#### Выбранный отрывок
+ + + + + + +

The regular shopping bag looks like this:
http://hikinghq.net/images/packing_list/Plastic Bags.bmp
That's what I would call *пакет*

I've never used and rarely heard people use *кулёк* for these types of shopping bags (or any types of bags). To me кулёк is when food is wrapped in paper or put in a paper cone (like nuts or sunflower seeds at a farmer's market).


----------



## Rosett

Maroseika said:


> Предложить-то он может (если догадливый попадется), но никогда его так не назовет.


reusable bag на пакет совсем не похож.
Это прочная сумка, выдержит 20 кг.


----------



## Maroseika

rusita preciosa said:


> I think the confusion comes from the fact that in Russia the stores do not offer reusable bags yet.



I think you are right: http://en.wikipedia.org/wiki/Reusable_shopping_bag
The only thing to find out is whether this is what KottaKitta meant in her initial question, or she meant plastic bags. I'm far not sure, because she called it пакет.


----------



## ExMax

rusita preciosa said:


> I think the confusion comes from the fact that in Russia the stores do not offer reusable bags yet.


Вы не поверите, здесь у нас тоже много чего продается  
Но вот производитель таких штуковин, о которых Вы пишете, называет-таки свою продукцию "пакетами". И этот производитель - тоже называет просто пакетами... Да и вообще, я не нашел, чтобы кто-то из производителей назвал такие штуки "сумками", все называют пакетами. 
А кассир в магазине просто переспросит покупателя: "Вам какой пакет? За семь или за пятнадцать?" 
_Добавлено: _Хотя варианты, конечно, всякие бывают... Вот авоська - чем не reusable shopping bag?  Да и многие дамские сумочки, часто вмещающие ведро картофеля, широко для этого используются.

+ + + + + + +

#### Что сделать
1. Перескажите по-русски короче абзац отрывка о пакетах, начинающийся словами «I've never used and rarely heard», сохранив его главные факты.
2. Согласуются ли с отрывком о пакетах утверждения ниже? На каждое ответьте «да» или «нет» и приведите решающие слова отрывка в точности.
(a) Rosett считает, что многоразовая сумка похожа на пакет.
(b) ExMax пишет, что производители называют такие изделия пакетами.
(c) Maroseika уверен, что KottaKitta имела в виду многоразовую сумку.
3. Продолжите отрывок о пакетах, начав сразу после его последней фразы.

Исходные записи
+ + + + + + +

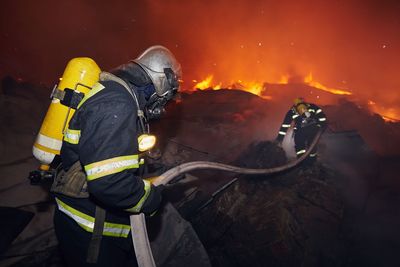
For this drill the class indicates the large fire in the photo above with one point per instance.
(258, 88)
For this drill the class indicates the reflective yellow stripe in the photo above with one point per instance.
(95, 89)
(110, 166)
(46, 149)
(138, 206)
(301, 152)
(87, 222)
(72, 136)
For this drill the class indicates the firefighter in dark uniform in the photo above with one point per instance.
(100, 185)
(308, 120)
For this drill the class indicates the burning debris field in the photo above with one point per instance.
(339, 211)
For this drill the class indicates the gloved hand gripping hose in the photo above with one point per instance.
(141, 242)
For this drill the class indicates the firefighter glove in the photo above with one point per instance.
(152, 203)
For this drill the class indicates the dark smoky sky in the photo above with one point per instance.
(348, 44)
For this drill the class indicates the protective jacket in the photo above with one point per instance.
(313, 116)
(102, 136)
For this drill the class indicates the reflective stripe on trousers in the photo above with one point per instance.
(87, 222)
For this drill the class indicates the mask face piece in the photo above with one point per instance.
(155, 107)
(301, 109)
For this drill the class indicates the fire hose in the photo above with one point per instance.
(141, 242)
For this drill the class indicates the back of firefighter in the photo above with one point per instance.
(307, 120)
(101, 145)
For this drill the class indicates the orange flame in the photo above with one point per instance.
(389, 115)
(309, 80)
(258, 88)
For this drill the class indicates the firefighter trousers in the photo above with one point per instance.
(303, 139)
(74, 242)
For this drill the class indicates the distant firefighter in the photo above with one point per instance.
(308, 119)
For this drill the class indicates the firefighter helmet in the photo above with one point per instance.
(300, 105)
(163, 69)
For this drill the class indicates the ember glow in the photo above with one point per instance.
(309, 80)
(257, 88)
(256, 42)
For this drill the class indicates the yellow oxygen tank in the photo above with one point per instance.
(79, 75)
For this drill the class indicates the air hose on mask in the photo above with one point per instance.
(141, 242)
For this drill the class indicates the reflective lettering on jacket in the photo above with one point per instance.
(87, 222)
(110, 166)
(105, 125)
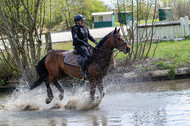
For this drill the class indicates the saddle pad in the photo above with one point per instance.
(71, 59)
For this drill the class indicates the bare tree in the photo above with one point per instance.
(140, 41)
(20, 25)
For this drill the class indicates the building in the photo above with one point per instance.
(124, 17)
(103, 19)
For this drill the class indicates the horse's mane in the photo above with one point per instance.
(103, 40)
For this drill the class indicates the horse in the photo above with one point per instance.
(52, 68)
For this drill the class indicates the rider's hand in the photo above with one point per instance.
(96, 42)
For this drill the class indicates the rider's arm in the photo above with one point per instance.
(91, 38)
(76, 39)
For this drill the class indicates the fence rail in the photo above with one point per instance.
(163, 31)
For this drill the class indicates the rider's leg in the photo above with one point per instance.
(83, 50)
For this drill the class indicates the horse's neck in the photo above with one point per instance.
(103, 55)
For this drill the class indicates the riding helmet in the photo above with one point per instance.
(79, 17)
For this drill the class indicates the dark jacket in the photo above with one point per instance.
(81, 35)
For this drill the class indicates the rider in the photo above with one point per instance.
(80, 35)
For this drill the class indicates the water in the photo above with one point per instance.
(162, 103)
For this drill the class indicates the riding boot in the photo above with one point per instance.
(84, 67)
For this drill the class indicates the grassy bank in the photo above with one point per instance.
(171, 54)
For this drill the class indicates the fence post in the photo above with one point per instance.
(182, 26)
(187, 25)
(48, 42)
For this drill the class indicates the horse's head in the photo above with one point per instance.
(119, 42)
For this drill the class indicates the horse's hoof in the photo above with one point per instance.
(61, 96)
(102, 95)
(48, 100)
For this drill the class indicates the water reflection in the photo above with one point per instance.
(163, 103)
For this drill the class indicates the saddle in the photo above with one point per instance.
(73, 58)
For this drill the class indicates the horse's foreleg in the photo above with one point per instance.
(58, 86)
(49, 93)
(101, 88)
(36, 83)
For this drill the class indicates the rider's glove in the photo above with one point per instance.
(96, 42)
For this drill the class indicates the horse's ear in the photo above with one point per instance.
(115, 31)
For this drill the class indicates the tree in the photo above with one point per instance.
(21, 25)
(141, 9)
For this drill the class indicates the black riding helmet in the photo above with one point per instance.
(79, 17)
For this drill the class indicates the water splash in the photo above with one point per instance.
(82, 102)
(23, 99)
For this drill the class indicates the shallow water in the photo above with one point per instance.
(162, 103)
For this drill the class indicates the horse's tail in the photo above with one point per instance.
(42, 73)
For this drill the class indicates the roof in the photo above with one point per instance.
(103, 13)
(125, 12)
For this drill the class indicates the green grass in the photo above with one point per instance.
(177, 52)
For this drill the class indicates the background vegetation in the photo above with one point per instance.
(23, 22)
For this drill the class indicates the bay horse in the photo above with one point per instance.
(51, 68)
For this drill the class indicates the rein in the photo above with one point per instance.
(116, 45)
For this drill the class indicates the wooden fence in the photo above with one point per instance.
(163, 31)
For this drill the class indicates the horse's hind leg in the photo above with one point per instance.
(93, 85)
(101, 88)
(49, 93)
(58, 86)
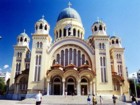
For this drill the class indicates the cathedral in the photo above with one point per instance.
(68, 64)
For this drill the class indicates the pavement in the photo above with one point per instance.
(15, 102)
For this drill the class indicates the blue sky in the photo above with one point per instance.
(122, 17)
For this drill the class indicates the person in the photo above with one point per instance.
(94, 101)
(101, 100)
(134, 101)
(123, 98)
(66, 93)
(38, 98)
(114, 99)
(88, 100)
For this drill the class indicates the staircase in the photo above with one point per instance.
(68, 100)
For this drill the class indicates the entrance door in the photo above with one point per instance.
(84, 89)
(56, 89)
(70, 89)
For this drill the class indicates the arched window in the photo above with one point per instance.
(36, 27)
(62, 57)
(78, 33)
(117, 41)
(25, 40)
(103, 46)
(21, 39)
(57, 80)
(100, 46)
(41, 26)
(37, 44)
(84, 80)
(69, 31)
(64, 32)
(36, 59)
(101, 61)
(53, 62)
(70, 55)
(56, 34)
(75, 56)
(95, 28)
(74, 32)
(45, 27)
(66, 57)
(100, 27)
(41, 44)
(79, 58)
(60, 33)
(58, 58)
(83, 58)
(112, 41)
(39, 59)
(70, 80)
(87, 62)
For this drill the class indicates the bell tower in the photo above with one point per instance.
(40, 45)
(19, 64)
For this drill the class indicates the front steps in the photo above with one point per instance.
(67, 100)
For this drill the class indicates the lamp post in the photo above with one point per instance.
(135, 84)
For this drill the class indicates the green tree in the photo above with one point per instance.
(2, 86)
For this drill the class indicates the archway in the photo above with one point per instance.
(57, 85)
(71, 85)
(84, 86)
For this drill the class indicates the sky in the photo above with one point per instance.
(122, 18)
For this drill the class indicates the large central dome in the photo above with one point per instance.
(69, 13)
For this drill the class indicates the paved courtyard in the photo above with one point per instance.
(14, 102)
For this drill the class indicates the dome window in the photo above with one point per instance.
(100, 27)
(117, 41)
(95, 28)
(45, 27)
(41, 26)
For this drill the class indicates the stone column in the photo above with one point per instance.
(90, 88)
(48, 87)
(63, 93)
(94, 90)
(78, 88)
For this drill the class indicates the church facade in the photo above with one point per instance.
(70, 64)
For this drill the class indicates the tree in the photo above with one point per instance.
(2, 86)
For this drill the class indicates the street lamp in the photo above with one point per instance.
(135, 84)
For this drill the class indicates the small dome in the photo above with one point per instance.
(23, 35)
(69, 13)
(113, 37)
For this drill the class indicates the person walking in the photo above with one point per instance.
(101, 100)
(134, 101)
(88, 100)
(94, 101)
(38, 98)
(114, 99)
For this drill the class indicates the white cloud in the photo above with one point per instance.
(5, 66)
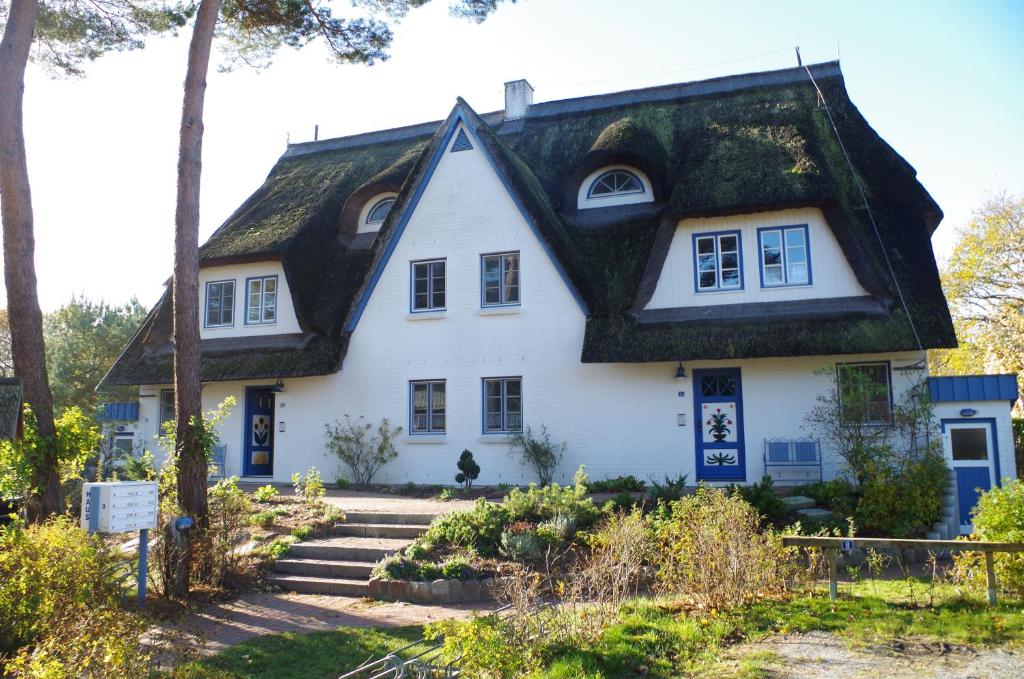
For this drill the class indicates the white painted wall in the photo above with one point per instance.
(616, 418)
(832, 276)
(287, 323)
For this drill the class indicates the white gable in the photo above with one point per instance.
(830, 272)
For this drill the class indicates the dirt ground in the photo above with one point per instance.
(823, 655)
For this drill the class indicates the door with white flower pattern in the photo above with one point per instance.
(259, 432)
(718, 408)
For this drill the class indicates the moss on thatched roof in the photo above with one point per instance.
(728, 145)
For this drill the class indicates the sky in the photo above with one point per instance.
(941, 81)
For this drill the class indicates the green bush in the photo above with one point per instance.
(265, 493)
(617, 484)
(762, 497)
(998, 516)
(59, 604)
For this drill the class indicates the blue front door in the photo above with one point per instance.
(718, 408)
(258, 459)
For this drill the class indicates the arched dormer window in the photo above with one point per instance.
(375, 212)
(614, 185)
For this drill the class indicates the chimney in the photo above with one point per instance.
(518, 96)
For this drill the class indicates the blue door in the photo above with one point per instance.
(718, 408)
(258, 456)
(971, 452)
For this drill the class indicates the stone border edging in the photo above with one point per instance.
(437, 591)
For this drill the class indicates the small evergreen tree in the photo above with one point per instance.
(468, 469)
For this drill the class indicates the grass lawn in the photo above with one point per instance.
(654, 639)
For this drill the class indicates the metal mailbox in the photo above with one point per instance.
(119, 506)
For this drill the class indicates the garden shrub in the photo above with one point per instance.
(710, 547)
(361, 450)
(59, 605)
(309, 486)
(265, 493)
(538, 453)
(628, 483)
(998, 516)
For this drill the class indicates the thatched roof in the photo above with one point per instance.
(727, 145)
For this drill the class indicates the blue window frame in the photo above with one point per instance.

+ + + + + + +

#### Ответы
1. Автор никогда не называл обычные магазинные пакеты (да и любые сумки) «кульком» и редко слышал такое от других. Для него кулёк — это еда, завёрнутая в бумагу или насыпанная в бумажный конус, например орехи или семечки на фермерском рынке.

2.
(a) Нет: «reusable bag на пакет совсем не похож.»
(b) Да: «все называют пакетами.»
(c) Нет: «I'm far not sure, because she called it пакет.»

3.
----------



## SSlava

> "пакет многокра́тного  по́льзования"


Ну многократного можно и не говорить. Просто "многоразовый пакет" чтоли. Как-то так. Ну я бы так сказал, хотя, может это и не правильно. А вообще, обычно говорим просто пакет,или кулек,  да и все. А сумка - это уже явно другое. Кулек и пакет еще можно отчасти назвать словами синонимами (хотя смотря в каком смысле) а вот сумка - это уже другое. Ну сумками обычно принято называть вещи, сделанные из ткани к примеру, а вот пакеты или кульки - из целлофана или бумаги.


----------



## SSlava

Хе-хе, хотя в самом деле, есть непонятные вещи, то их кульками называют, то сумками, то пакетами.


----------



## boo22

rusita preciosa said:


> I think the confusion comes from the fact that in Russia the stores do not offer reusable bags yet.



Agree with that. 
Though there is a reusable bag sold in Ashan (Ашан), if I'm not mistaken it's cold _сумка _and bear up to 20 kilos. 

I think now the question is more about durability (or прочность) rather than ecology. So, I'd also call reusable bag *прочный пакет.* It's not precisely correct but more understandable under present-day conditions.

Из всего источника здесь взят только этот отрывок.